SUPPLIED RECORDS:
========================
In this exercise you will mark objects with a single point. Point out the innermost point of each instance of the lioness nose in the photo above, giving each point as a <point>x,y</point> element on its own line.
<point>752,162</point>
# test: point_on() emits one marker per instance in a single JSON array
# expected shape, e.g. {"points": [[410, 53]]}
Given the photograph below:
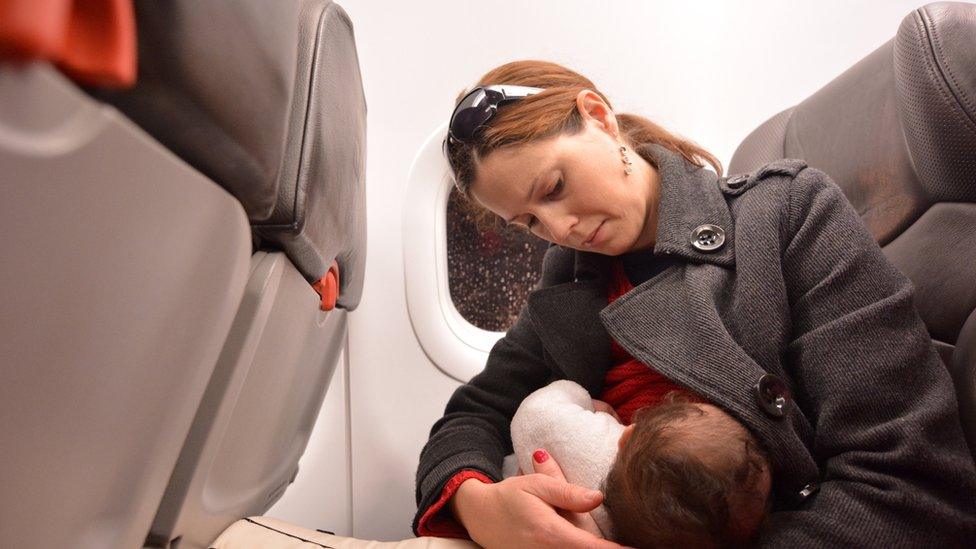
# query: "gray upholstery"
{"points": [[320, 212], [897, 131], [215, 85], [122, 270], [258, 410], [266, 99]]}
========================
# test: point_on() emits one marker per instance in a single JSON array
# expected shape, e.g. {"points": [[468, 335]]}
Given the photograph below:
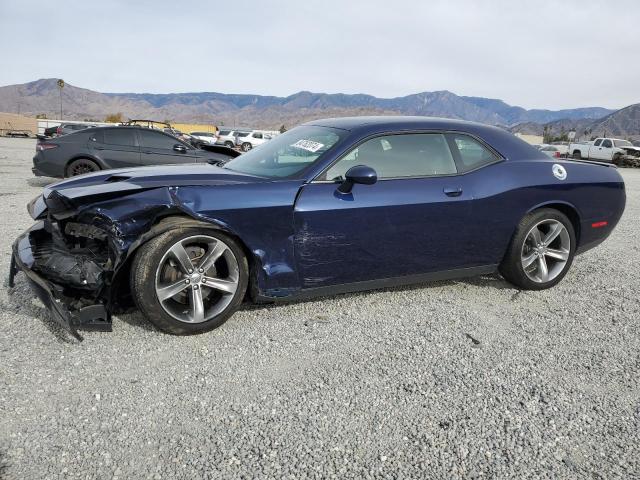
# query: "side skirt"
========================
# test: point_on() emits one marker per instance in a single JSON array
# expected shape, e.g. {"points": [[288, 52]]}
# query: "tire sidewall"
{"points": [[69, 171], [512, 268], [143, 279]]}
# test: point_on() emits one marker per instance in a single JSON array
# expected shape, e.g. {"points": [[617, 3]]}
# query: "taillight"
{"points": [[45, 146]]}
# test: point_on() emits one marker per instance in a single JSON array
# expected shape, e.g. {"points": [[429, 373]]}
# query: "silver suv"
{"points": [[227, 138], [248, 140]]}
========================
EXERCISE DIRECTIONS: Read through the entries and copy every line that includes "expected".

RESPONSE:
# expected shape, e.g. {"points": [[410, 53]]}
# expected shape, e.g. {"points": [[468, 335]]}
# expected shape, e.g. {"points": [[288, 52]]}
# expected shape, e.g. {"points": [[617, 3]]}
# expected shape, e.g. {"points": [[429, 373]]}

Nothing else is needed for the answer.